Text segment >>

On pricing: A 30-pack of frozen Rebellyous nuggets goes for around $4.99 to $6.99. A 20-pack of McDonald’s nuggets was more than $8 with tax. Kidfresh was $4.49 for about 12 frozen nuggets.
Rebellyous, a GeekWire Awards finalist for Innovation of the Year, is riding interest in meat alternatives buoyed by giants including Impossible and Beyond Meat, which just launched its own direct-to-consumer service.
Data from SPINS released in March show grocery sales of plant-based foods that directly replace animal products growing 29% in the past two years to $5 billion, with the plant-based meat market growing 18% in 2019 to $939 million.
The pandemic is also causing more purchases of fresh alternative-meat products, with sales up 264% in May.
Rebellyous distinguishes itself from others by engineering its manufacturing equipment in-house at a small West Seattle production facility.
The startup initially aimed to serve the food-service market, including universities, hospitals, sporting arenas, and business cafeterias. But much like other companies in the food industry, its business dried up overnight when COVID-19 began spreading in the U.S.
Fueled by a $6 million investment in April, Rebellyous has pulled off a pandemic pivot, accelerating plans to launch consumer-packaged goods as more people eat at home amid the health crisis.
It quickly created consumer packaging and launched in two Seattle-area stores within two months. Now the company’s products are available in 16 stores across Washington and Oregon and “are performing very well,” according to Kristie Middleton, vice president of business development. There is interest from several major retailers.

Task list >>
- A) Decide whether each statement agrees with the Rebellyous passage: (i) a 30-pack of frozen Rebellyous nuggets sells for around $4.99 to $6.99, (ii) Rebellyous buys its manufacturing equipment from outside suppliers, and (iii) Rebellyous products are sold in 16 stores across Washington and Oregon. Answer yes or no for each, and quote the deciding words of the passage exactly.
- B) Set down the Rebellyous passage exactly, from "The pandemic is" up to and including "the health crisis.".
The entries that come next stand apart from the Rebellyous passage as separate material.

Extracted records >>
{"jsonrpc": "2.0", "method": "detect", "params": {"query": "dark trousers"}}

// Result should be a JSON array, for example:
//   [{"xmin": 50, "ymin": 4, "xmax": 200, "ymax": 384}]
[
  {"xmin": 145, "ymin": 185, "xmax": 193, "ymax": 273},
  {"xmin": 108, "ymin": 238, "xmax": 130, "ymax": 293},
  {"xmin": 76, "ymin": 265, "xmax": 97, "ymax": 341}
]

Outputs for the tasks >>
- A)
(i) Yes: "A 30-pack of frozen Rebellyous nuggets goes for around $4.99 to $6.99."
(ii) No: "Rebellyous distinguishes itself from others by engineering its manufacturing equipment in-house at a small West Seattle production facility."
(iii) Yes: "Now the company’s products are available in 16 stores across Washington and Oregon"

- B)
The pandemic is also causing more purchases of fresh alternative-meat products, with sales up 264% in May.
Rebellyous distinguishes itself from others by engineering its manufacturing equipment in-house at a small West Seattle production facility.
The startup initially aimed to serve the food-service market, including universities, hospitals, sporting arenas, and business cafeterias. But much like other companies in the food industry, its business dried up overnight when COVID-19 began spreading in the U.S.
Fueled by a $6 million investment in April, Rebellyous has pulled off a pandemic pivot, accelerating plans to launch consumer-packaged goods as more people eat at home amid the health crisis.